- Your objective -
In the cooling apparatus text, retype word for word the part that opens with the words containing "An apparatus for" and closes with "into several passageways.".

##### Extract provided #####

Cooling apparatus

Abstract

An apparatus for producing a continuous curtain of cooling liquid to cool a hot metal workpiece issuing from a rolling mill. A header tank with an elongated slot formed lengthwise along its underside is provided. An elongated nozzle, located in the header has an outlet extending from the slot. Both the inlet and outlet of the nozzle are generally rectangular in form but differ considerably in cross-section. An insert divides the nozzle into several passageways.

Description

This invention relates to cooling apparatus for supplying a coherent curtain of cooling liquid, which is usually water. By the term "coherent" is meant continuous, that is, without breaks.

Such apparatus has been proposed for producing a curtain of cooling liquid for cooling metal workpieces in elongate form which are at high temperature, for example, metal strip issuing from a rolling mill. It is also known that, in order to achieve a desirable metallurgical structure in the workpiece being cooled, the cooling should be uniform across the width of the workpiece and preferably cooling should be uniform through the thickness of the strip.

In U.S. Pat. No. 3,856,281 in order to produce a liquid curtain, it has been suggested to employ a nozzle with a slot mouth, the length of which is many times the width, and with the internal walls of the nozzle converging smoothly to the mouth with the aim of reducing turbulence where the liquid leaves the mouth of the nozzle. This arrangement is only successful if the height of the curtain is kept less than five feet or so. If an attempt is made to increase the height of the curtain, it has been found that the curtain is no longer coherent and breaks appear in it. This of course is unsatisfactory when uniform cooling is required.

A liquid curtain of five feet or so in height cannot conveniently be used for cooling the upper surface of hot metal strip issuing from a rolling mill because the outlet of the nozzle is positioned only five feet above the hot metal strip and the nozzle is easily damaged by the strip if a "cobble" causes part of the strip to be lifted upwardly from the roller table on which it is supported. In practice, therefore, means for producing a water curtain of about five feet in height is not suitable for cooling the upper surface of hot metal strip issuing from a rolling mill.

It is an object of the present invention to provide means for producing a coherent curtain of cooling liquid which can be of greater height than that produced by the apparatus referred to above.

##### Provided material #####

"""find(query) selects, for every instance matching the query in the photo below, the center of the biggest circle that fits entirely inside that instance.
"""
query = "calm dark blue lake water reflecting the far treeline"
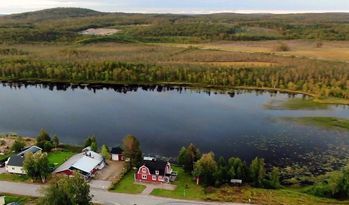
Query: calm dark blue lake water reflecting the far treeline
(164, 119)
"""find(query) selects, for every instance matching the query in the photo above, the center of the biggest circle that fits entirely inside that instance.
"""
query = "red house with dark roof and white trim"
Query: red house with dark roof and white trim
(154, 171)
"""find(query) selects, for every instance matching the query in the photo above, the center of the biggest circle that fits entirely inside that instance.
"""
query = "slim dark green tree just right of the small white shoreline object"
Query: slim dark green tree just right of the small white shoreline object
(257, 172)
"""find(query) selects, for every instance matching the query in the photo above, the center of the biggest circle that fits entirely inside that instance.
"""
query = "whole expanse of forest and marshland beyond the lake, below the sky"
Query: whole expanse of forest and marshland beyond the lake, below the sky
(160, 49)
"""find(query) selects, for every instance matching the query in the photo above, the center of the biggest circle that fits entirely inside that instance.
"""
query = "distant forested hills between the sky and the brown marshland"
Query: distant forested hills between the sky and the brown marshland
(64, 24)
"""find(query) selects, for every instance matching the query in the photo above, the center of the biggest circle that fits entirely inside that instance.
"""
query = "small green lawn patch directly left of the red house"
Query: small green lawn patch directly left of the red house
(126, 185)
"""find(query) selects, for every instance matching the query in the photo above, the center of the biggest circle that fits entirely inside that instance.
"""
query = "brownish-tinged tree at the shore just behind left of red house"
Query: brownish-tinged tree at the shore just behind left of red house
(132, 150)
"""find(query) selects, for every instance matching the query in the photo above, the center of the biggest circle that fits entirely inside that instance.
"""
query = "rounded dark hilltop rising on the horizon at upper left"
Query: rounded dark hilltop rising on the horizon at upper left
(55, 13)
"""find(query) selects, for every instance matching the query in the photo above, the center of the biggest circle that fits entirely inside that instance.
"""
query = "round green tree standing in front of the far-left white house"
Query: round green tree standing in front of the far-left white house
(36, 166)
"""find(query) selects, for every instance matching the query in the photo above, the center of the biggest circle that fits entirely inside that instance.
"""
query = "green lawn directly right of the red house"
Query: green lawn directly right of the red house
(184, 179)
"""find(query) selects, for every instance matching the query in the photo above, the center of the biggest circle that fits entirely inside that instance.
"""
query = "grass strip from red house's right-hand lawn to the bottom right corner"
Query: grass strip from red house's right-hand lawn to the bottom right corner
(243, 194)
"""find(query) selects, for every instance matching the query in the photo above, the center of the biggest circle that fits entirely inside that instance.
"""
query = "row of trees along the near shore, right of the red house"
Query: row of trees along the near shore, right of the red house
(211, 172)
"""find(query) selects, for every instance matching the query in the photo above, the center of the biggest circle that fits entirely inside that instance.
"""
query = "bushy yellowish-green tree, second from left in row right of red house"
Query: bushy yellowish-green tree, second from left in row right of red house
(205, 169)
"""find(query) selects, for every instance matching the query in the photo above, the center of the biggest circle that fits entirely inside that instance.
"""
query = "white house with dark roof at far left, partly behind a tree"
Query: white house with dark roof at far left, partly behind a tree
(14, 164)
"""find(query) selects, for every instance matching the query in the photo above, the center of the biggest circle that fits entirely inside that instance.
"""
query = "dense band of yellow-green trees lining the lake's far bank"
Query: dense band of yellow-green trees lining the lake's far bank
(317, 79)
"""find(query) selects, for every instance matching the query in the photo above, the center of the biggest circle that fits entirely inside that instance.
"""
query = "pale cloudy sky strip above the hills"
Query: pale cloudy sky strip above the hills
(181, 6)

#####

- Exercise response -
An apparatus for producing a continuous curtain of cooling liquid to cool a hot metal workpiece issuing from a rolling mill. A header tank with an elongated slot formed lengthwise along its underside is provided. An elongated nozzle, located in the header has an outlet extending from the slot. Both the inlet and outlet of the nozzle are generally rectangular in form but differ considerably in cross-section. An insert divides the nozzle into several passageways.